◆ **Task goal**
Reproduce word for word the lines below, from the line containing "the green tarp" through the final line of the records.

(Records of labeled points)
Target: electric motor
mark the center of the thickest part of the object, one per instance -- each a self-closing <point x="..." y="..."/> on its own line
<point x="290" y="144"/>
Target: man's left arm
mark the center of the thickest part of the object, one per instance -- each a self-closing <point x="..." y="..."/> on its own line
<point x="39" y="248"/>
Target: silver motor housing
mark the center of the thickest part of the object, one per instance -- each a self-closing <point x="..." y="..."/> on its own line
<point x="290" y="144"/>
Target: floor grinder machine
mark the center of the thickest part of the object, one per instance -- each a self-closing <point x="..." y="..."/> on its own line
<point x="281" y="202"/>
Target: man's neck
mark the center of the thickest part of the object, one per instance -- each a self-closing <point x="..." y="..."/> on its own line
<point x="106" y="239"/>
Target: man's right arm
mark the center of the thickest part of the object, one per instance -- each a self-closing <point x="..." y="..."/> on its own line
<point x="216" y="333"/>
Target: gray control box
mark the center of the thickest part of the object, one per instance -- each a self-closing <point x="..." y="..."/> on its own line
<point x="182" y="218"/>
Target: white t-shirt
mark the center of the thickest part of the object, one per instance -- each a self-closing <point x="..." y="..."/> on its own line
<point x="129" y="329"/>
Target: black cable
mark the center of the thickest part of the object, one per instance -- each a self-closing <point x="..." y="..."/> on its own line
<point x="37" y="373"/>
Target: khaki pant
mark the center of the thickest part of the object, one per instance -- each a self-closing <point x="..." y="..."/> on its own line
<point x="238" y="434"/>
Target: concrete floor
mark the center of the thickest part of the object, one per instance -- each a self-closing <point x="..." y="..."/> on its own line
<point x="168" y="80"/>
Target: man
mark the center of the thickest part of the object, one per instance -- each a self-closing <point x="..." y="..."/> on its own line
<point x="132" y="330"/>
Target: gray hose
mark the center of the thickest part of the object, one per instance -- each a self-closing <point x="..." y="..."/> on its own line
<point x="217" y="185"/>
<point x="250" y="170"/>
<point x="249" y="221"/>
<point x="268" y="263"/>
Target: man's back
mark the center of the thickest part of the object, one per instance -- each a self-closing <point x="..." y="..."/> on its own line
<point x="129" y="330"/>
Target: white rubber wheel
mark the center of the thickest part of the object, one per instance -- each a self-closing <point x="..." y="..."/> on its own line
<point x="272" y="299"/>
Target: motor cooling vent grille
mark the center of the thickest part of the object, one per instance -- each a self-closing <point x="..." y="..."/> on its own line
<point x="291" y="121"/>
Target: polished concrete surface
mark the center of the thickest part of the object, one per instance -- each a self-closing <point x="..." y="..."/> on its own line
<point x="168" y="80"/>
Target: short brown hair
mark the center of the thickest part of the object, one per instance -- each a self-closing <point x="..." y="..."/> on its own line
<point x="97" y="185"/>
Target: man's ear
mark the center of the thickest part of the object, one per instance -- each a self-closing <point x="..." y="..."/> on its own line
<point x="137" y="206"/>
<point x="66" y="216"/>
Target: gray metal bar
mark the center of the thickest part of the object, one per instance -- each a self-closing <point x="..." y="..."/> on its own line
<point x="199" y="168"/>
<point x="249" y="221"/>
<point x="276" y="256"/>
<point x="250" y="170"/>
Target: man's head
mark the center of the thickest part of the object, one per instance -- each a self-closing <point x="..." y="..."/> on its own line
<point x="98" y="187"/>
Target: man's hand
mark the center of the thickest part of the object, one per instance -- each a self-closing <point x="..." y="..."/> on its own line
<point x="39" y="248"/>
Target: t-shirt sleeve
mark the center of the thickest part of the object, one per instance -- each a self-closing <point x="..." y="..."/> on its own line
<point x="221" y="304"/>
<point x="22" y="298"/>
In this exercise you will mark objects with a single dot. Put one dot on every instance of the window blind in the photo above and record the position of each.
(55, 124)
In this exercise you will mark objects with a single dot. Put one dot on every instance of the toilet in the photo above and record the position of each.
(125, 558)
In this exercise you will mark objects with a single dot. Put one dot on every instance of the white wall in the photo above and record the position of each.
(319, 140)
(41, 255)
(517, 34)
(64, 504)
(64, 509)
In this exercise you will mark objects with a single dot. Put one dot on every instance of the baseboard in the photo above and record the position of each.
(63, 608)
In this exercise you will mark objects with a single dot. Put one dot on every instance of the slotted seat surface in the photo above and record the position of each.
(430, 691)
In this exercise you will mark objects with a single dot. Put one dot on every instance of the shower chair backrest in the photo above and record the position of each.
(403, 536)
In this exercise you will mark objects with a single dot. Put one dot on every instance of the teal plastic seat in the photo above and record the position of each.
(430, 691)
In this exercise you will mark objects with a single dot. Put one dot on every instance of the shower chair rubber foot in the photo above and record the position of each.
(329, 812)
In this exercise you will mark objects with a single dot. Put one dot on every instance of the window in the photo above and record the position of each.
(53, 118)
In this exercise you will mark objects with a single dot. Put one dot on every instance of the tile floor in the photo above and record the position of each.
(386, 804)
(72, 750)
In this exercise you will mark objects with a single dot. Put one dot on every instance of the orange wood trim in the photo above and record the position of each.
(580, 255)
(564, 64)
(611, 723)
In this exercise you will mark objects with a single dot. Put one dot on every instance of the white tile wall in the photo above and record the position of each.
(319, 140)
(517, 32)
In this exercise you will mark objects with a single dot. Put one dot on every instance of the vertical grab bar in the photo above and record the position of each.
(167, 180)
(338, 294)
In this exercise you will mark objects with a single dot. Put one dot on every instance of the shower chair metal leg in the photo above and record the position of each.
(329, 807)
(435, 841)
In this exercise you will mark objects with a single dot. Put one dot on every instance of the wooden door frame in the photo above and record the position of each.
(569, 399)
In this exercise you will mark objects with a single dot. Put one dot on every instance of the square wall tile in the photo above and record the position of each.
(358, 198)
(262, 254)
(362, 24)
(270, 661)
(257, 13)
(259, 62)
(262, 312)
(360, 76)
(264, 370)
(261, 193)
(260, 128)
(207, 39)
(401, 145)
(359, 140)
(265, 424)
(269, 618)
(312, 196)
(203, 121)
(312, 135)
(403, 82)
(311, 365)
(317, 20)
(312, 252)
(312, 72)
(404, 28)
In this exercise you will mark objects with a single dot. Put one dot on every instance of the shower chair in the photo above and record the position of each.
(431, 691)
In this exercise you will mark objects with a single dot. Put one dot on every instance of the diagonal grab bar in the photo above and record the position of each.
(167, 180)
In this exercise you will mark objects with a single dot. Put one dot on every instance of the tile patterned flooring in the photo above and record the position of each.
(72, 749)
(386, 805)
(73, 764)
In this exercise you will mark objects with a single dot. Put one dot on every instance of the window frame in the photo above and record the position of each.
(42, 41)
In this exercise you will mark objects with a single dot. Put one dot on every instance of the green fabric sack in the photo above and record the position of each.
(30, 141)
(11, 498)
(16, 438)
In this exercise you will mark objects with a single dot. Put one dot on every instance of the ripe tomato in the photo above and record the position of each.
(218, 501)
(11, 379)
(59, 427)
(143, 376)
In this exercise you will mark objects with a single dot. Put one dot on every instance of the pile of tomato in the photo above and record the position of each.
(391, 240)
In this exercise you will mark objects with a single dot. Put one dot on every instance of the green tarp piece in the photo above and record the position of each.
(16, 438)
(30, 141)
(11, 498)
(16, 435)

◆ **Solved problem**
In this exercise you will mark objects with a single dot. Put one dot on every instance of the green tarp piece in the photo above and record the position of each.
(16, 438)
(30, 141)
(11, 498)
(16, 435)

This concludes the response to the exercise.